- [PROBLEM SET]:
1. According to the court opinion excerpt, what was the schedule and statutory speed for the cars on this line?
2. Transcribe the stretch of the court opinion excerpt from "It is next claimed" through "of the injury.".

- [PROVIDED PASSAGE]:
It is next claimed that the accident to plaintiff was occasioned by a defective wheel, that the defect was latent, and could not be, and was not, discovered by defendant after the best known tests were applied, and this fact constituted a complete defense to the action. The defect in this contention is patent, not latent, and it is this: We have seen that the defective wheel was not necessarily the sole cause or to any degree the direct and proximate cause of the injury; and, even conceding a latent defect in the wheel, and the exercise of the proper amount of care in selecting and using the wheel by defendant, still, for the reasons already suggested, plaintiff's cause of action may have been full of merit, and should have gone to the jury upon the question as to the proximate cause of the injury.

Plaintiff introduced the evidence of various passengers who were riding on the car at the time the accident occurred as to the rate of speed the car was traveling. It is insisted that these witnesses were not competent to give an opinion upon that question. In view of the fact that they were regular travelers upon this line of cars, and that the schedule and statutory time was eight miles per hour, there can be no question that the testimony given by these witnesses to the effect that the car was going very fast and at an unusual rate of speed was proper evidence to go to the jury; and indeed the law recognizes a very broad and liberal rule in the reception of opinion evidence of nonexperts as to the rate of speed cars may be traveling. As before suggested, these witnesses had been in the habit of traveling upon this line of road, and had at least made casual observation as to the speed of the cars at other times. They were fairly intelligent, and only gave an approximate opinion as to the rate of speed the car was going. The fact that they were passengers upon the car, rather than bystanders, does not bar them from testifying in this regard. The reported cases rejecting the class of evidence here offered are few indeed, while there is an abundance of authority to support its admission. (Thomas v. Chicago etc. Ry. Co., 86 Mich. 496; Walsh v. Missouri Pac. Ry. Co., 102 Mo. 582; Ward v. Chicago Street etc. Ry. Co., 85 Wis. 601.)

[Object position labeling lines]
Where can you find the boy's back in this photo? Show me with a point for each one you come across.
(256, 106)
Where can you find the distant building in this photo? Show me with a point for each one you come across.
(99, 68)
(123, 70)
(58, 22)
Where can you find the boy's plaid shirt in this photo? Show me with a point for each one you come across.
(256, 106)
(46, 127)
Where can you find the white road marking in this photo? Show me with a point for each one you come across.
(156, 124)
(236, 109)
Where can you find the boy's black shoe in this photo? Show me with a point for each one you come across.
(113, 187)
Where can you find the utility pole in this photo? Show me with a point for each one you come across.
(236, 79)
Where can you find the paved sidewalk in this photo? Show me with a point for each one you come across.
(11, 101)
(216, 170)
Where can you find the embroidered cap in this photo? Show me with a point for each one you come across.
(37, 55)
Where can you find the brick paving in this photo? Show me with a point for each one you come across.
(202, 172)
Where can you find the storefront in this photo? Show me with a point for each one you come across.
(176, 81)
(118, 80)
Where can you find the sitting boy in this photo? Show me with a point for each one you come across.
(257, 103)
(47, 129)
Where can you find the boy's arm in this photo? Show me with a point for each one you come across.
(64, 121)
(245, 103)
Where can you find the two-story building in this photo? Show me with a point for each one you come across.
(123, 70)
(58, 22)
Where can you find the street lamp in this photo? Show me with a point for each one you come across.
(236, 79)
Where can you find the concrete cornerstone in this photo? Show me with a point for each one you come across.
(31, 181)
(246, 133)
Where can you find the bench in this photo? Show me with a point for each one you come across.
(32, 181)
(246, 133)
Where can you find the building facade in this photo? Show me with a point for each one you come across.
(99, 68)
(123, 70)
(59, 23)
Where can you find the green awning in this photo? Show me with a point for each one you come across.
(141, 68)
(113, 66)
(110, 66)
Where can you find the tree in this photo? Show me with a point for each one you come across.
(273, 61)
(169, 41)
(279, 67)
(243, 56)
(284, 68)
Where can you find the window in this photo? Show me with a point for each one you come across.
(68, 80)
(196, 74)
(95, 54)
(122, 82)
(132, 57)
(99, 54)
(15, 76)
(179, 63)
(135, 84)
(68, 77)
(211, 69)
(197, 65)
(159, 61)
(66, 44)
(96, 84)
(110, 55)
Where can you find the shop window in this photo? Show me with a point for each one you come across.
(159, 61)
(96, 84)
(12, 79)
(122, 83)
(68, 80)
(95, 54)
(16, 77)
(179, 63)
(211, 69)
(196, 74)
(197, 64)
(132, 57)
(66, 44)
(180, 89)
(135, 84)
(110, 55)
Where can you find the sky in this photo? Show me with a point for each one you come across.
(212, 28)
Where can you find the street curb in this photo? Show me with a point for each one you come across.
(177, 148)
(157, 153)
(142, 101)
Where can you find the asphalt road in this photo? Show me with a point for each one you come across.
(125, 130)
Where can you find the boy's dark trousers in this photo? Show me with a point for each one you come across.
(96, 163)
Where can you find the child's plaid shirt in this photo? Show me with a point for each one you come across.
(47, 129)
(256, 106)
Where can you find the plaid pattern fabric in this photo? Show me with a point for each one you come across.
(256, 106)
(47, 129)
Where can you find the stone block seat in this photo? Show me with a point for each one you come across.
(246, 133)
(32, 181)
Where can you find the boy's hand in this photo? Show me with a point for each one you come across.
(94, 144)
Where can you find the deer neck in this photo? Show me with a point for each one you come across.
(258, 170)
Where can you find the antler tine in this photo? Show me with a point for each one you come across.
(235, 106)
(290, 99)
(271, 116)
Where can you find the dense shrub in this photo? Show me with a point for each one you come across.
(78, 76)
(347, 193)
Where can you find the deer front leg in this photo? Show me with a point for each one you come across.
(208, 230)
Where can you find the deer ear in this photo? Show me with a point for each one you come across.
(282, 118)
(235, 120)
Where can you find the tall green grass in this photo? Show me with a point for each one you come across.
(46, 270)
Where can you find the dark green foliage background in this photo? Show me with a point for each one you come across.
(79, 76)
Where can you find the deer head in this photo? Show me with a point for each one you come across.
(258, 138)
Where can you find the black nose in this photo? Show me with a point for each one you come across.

- [PROBLEM SOLUTIONS]:
1. Eight miles per hour.

2.
It is next claimed that the accident to plaintiff was occasioned by a defective wheel, that the defect was latent, and could not be, and was not, discovered by defendant after the best known tests were applied, and this fact constituted a complete defense to the action. The defect in this contention is patent, not latent, and it is this: We have seen that the defective wheel was not necessarily the sole cause or to any degree the direct and proximate cause of the injury; and, even conceding a latent defect in the wheel, and the exercise of the proper amount of care in selecting and using the wheel by defendant, still, for the reasons already suggested, plaintiff's cause of action may have been full of merit, and should have gone to the jury upon the question as to the proximate cause of the injury.